QUOTED TEXT -
· · · ·
If you do want to open a cake business on your own but you think you are lack of experiences, you might hire a profesional to assist you running the business and you will learning by doing during running the business, but it is great risk that you need to take if you do this.

Decorating cakes not only involving decorating skills, but experiences is needed and very important.

Here are several things that may involved in Cake Decorating:
1. Cake making: recipes, how to bake, how to change the recipes according to clients needs, ingredients understanding,

2. Decorating ingredients: Butter cream, Fondant, Sugar Paste, Gumpaste, Frosting, Icing, etc. is the most things that you need to undertand and have the skill. In School you will get the basic learning which is very important, but experiences through hands on short courses also important to add your skill improvement.

3. Creative & Ideas: This is the most important skill that you shoud have as it will make you special amongst all cake designers. Speciality in decorating is the skill that you must have. Creative & Ideas can only be achieved when you have experiences.

There is one Cake Designer that I knew in Indonesia that have an extraordinary skill of cake decorating. Please visit his website: Yongki Gunawan - Main Page. You can ask him any questions and he will answer it. (He speaks English too) He has several photographs in his website. He is also lecturer for Cake Decorating and he also have a cake decorating short courses schedule. From a Baby Shower Cake, Chritening, Birthday up to complicated Wedding Cakes, including to make the cake decorating accessories, such as: Gumpaste Flower & Toys, Fondant Flowers and Toys and many others. (I was once his assistant in cake decorating and gumpaste flower & Toys making). You can email to him at: [email protected].
· · · ·
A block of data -

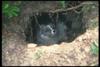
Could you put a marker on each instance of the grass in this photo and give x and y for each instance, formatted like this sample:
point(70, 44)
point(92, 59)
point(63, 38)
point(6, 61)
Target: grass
point(94, 48)
point(10, 10)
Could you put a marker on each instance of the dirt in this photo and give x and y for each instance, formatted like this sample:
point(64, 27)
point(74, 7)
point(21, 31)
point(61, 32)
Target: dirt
point(76, 53)
point(16, 52)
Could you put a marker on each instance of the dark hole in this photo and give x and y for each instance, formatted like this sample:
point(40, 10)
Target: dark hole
point(45, 30)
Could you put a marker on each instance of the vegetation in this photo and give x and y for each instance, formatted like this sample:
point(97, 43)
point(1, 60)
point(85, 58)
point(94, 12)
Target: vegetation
point(94, 48)
point(10, 10)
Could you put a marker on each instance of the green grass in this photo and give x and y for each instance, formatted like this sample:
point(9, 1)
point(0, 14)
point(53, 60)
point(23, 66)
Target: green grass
point(94, 48)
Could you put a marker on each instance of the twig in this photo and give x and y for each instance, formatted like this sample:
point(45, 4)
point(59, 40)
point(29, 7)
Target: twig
point(68, 9)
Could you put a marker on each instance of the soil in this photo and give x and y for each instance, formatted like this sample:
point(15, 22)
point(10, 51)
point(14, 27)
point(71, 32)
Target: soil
point(16, 52)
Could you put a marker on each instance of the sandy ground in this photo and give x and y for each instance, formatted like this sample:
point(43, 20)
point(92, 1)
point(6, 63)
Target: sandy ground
point(76, 53)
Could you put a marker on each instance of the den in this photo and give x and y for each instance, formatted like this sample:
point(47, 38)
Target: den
point(49, 33)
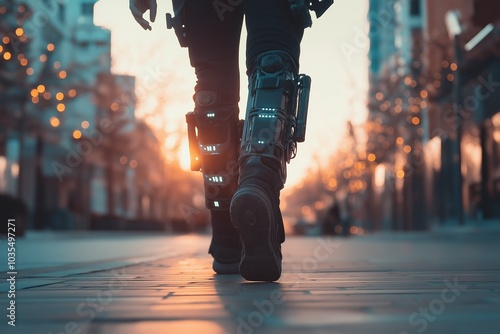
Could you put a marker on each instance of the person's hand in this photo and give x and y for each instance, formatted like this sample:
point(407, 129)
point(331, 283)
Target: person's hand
point(139, 7)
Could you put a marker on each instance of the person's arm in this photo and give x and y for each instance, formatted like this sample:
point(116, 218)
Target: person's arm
point(139, 7)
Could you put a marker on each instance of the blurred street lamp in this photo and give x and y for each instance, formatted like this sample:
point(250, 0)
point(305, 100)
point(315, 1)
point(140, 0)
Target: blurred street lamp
point(455, 30)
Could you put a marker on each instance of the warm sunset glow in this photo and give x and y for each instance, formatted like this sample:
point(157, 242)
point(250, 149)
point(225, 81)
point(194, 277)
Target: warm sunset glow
point(306, 210)
point(77, 134)
point(380, 176)
point(54, 121)
point(332, 184)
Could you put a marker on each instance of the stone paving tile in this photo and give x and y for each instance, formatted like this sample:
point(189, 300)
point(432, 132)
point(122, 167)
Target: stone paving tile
point(349, 292)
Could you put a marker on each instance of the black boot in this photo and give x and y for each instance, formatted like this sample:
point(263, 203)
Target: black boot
point(225, 246)
point(267, 145)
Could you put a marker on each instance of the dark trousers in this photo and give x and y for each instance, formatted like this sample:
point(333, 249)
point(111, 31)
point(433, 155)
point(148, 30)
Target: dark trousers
point(214, 29)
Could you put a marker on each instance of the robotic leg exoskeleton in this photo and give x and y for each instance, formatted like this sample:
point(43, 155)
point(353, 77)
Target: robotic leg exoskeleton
point(275, 122)
point(276, 112)
point(214, 133)
point(214, 138)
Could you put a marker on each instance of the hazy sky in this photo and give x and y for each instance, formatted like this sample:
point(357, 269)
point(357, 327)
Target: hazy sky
point(339, 78)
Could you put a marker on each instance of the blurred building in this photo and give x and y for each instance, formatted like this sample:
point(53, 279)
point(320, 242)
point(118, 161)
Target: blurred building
point(412, 124)
point(68, 145)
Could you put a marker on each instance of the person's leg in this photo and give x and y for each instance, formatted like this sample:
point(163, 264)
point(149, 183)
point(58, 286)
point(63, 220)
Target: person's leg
point(273, 48)
point(213, 43)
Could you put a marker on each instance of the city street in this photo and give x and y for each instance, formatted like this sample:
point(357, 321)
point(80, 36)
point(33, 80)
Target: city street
point(434, 282)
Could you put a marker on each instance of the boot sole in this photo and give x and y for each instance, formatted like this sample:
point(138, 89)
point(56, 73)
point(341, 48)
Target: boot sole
point(252, 216)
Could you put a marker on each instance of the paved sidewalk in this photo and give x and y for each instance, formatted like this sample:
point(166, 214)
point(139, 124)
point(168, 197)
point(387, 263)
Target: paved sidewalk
point(391, 283)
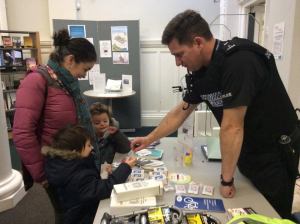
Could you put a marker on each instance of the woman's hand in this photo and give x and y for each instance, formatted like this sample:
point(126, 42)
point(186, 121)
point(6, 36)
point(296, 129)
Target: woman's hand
point(131, 161)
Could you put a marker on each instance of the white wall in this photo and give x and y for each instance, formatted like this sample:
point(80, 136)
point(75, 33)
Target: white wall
point(29, 15)
point(278, 11)
point(294, 78)
point(3, 18)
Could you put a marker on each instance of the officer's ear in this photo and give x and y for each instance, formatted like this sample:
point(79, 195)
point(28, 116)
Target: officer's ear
point(199, 41)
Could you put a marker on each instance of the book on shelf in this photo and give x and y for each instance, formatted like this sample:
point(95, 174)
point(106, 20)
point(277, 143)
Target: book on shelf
point(7, 41)
point(16, 41)
point(27, 41)
point(30, 63)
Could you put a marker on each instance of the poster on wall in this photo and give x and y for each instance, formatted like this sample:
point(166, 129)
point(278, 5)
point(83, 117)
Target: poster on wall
point(119, 38)
point(105, 48)
point(95, 71)
point(91, 40)
point(120, 58)
point(77, 31)
point(278, 35)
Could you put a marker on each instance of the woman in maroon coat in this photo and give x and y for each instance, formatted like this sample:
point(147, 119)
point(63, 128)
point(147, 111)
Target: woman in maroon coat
point(48, 99)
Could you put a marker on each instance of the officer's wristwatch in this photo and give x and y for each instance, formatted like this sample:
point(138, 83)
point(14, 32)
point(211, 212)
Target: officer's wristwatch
point(227, 183)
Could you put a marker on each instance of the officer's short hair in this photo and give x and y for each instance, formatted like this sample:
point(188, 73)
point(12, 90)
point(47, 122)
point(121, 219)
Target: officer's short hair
point(185, 26)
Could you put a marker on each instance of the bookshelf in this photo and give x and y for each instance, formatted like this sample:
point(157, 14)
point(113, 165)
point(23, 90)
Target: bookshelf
point(15, 48)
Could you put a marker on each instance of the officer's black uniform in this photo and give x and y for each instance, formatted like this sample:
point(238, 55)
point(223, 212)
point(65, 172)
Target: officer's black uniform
point(242, 73)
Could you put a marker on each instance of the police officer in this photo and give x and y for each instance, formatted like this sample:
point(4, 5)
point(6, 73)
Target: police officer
point(239, 82)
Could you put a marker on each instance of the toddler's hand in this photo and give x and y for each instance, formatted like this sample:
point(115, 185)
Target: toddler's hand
point(108, 168)
point(112, 129)
point(131, 161)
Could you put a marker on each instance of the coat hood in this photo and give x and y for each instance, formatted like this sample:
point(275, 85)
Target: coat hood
point(61, 165)
point(63, 154)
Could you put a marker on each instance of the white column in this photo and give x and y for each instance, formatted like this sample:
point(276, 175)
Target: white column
point(11, 181)
point(3, 18)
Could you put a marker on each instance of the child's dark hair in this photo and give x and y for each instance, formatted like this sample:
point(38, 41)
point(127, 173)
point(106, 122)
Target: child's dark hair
point(99, 108)
point(73, 137)
point(81, 48)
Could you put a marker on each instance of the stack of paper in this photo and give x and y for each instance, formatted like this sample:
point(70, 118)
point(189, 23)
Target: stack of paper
point(137, 189)
point(130, 205)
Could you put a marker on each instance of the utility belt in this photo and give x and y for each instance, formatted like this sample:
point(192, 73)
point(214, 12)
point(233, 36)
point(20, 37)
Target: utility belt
point(289, 146)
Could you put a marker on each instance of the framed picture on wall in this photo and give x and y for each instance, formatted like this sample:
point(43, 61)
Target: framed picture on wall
point(77, 31)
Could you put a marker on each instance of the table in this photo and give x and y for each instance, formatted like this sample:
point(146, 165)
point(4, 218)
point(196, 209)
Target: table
point(207, 173)
point(108, 95)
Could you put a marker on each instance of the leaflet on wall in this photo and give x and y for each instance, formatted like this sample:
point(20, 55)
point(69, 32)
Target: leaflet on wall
point(113, 85)
point(99, 82)
point(105, 48)
point(119, 38)
point(127, 83)
point(93, 73)
point(120, 58)
point(77, 31)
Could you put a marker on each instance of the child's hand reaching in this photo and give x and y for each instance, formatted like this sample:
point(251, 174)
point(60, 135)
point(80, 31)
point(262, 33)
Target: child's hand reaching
point(108, 168)
point(109, 131)
point(131, 161)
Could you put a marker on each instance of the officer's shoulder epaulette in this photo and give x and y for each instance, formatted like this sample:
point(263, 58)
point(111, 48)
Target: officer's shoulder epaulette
point(236, 44)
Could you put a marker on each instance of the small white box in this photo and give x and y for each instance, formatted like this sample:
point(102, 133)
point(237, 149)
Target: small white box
point(131, 205)
point(138, 189)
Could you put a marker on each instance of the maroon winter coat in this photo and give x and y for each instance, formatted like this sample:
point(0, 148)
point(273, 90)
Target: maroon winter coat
point(42, 108)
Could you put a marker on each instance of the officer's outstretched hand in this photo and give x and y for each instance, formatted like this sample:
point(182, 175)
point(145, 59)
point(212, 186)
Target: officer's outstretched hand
point(227, 191)
point(139, 143)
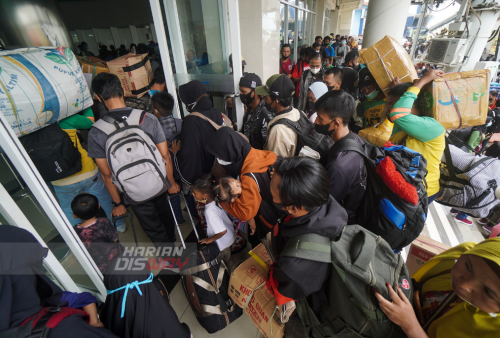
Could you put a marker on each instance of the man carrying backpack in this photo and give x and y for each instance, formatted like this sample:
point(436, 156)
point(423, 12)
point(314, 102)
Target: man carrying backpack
point(136, 159)
point(299, 187)
point(420, 133)
point(326, 268)
point(346, 169)
point(277, 94)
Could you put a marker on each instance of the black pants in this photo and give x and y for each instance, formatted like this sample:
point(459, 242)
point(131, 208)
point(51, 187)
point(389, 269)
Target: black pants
point(156, 219)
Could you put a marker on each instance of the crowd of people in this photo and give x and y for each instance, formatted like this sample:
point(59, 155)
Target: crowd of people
point(250, 176)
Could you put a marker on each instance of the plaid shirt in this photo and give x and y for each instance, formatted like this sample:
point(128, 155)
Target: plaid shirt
point(255, 125)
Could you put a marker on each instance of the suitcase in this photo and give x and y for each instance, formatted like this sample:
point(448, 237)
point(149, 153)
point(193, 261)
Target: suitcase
point(206, 286)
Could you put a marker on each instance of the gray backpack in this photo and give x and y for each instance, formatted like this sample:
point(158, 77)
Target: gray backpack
point(361, 261)
point(136, 164)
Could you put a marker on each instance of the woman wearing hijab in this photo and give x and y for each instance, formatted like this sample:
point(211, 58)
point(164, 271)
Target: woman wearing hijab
point(236, 155)
point(193, 159)
point(25, 290)
point(316, 90)
point(459, 294)
point(129, 313)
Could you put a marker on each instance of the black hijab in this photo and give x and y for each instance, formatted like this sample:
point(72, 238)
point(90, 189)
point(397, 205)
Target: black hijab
point(193, 159)
point(229, 146)
point(25, 289)
point(148, 315)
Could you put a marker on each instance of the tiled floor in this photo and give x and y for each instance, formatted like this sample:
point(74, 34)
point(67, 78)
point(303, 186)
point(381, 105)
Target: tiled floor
point(440, 226)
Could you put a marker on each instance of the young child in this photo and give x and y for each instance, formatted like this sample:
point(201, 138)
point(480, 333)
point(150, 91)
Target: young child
point(219, 226)
point(97, 234)
point(228, 189)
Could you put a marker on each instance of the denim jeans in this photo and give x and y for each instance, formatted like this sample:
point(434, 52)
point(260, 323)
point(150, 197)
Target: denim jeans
point(93, 185)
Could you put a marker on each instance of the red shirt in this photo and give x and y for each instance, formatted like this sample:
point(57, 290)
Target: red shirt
point(287, 66)
point(297, 73)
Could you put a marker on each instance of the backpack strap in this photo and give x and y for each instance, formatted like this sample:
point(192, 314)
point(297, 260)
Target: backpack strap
point(313, 247)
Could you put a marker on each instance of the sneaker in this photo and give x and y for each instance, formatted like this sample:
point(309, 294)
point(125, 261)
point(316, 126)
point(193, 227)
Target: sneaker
point(488, 228)
point(482, 221)
point(464, 221)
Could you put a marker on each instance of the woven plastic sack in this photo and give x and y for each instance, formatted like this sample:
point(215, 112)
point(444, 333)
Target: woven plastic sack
point(40, 86)
point(468, 182)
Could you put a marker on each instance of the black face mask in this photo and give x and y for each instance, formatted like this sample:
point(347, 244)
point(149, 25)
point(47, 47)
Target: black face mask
point(280, 208)
point(269, 109)
point(247, 98)
point(324, 129)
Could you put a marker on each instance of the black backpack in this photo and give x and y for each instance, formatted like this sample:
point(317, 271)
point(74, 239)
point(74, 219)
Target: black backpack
point(53, 153)
point(382, 211)
point(306, 135)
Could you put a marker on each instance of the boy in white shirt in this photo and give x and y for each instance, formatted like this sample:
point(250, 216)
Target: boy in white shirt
point(220, 228)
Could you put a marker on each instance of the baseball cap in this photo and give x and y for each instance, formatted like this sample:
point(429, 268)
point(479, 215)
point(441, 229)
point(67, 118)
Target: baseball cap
point(365, 78)
point(243, 62)
point(279, 85)
point(250, 80)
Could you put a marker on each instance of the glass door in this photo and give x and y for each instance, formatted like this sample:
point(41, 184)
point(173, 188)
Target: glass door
point(198, 31)
point(27, 202)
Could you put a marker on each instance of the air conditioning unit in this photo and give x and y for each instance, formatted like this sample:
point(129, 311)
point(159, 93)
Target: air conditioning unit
point(447, 50)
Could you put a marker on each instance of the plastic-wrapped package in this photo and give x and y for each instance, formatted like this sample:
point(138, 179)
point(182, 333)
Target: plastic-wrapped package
point(135, 73)
point(40, 86)
point(470, 90)
point(386, 60)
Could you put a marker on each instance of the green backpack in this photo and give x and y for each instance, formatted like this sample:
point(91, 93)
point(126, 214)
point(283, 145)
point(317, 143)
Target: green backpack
point(361, 261)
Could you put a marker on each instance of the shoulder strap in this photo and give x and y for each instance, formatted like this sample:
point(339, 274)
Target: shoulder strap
point(108, 125)
point(215, 125)
point(313, 247)
point(348, 145)
point(255, 179)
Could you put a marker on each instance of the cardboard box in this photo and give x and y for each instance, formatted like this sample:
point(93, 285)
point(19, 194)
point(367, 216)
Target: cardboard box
point(378, 135)
point(244, 280)
point(90, 70)
point(386, 60)
point(135, 73)
point(40, 86)
point(421, 250)
point(470, 90)
point(249, 274)
point(261, 309)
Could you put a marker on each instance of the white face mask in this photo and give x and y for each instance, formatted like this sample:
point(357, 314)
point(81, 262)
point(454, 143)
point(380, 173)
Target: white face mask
point(222, 162)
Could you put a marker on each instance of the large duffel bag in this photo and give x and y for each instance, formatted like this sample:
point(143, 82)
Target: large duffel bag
point(206, 286)
point(468, 181)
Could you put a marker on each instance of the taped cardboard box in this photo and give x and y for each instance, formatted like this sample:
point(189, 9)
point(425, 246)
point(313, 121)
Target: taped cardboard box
point(470, 90)
point(40, 86)
point(91, 69)
point(135, 73)
point(378, 135)
point(421, 250)
point(263, 310)
point(249, 275)
point(386, 60)
point(246, 286)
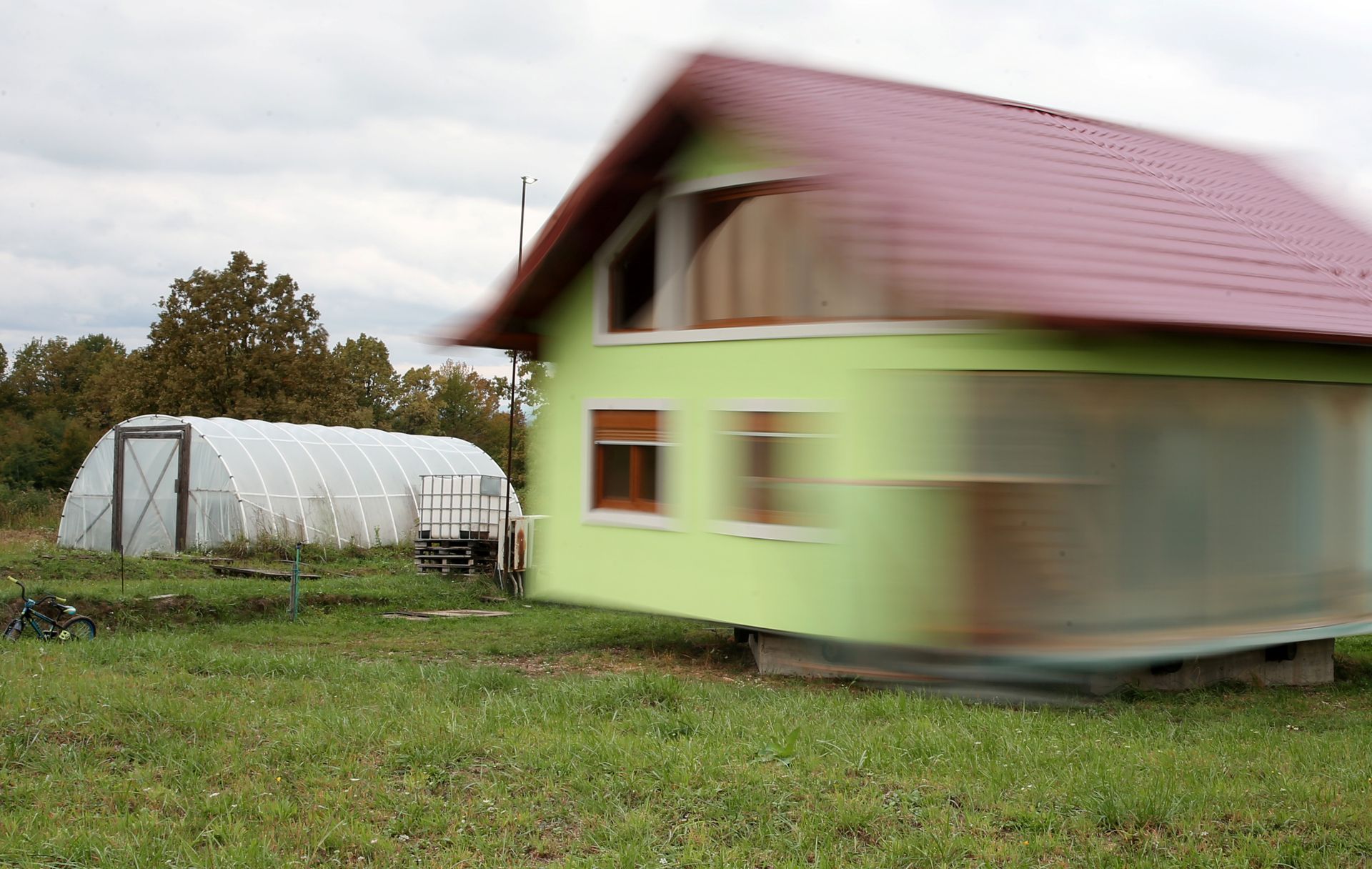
· · · ·
WHAT YOU ARE ASKED TO DO - Resume the forum post about starting a cake decorating business, picking up right after its last sentence.

SOLVED EXERCISE -
Wish you the best of luck.


----------



## 1dessertdiva (Oct 20, 2006)

Hi Ashley,
YAY for you! You have the passion and drive to pursue your dream.
I would like to add:
I did things backward, I started a Catering company (out of passion), then opened and ran a Cafe' for 10 plus years in addition to Catering, then opened a 7000 sq ft Restaurant (made our own pasta, smoked our own meat blah,blah) won a lot of awards, featured in newspapers and did fairly well.
Always wanted to go to a Culinary school, everytime I hired a culinary graduate it reminded me I wanted to go, (I am self taught).
I had the opportunity, to change my direction (I was and still am obsessed with Cake decorating). I sold both Restaurants (still have catering).
Went to the Le Cordon Bleu Pastry and Baking program, graduated with Honors, I wish I hadn't, I will be paying a fortune for quite some time to come to learn things I already knew. If I had to do it all over, I would intern at a few places that would take me, continue to surf the internet and read, it's less expensive and quite often more informative.
I own a new shop called The Dessert Diva, I specialize in unique designer cakes and gourmet Desserts, I get to do what I LOVE (sometimes 20 hours a day) and the only regret I have is the year in school and the financial obligation I incurred.
I hire cake enthusiast's all the time, as long as you enjoy what you are doing that takes precedence over everything.
P.S. I have hired a LOT of culinary graduates over the past 15 years, and I have been just as happy, sometimes more so with the non-pro's
Hope that helps
Joan
1dessertdiva


----------



## frayedknot (Dec 17, 2006)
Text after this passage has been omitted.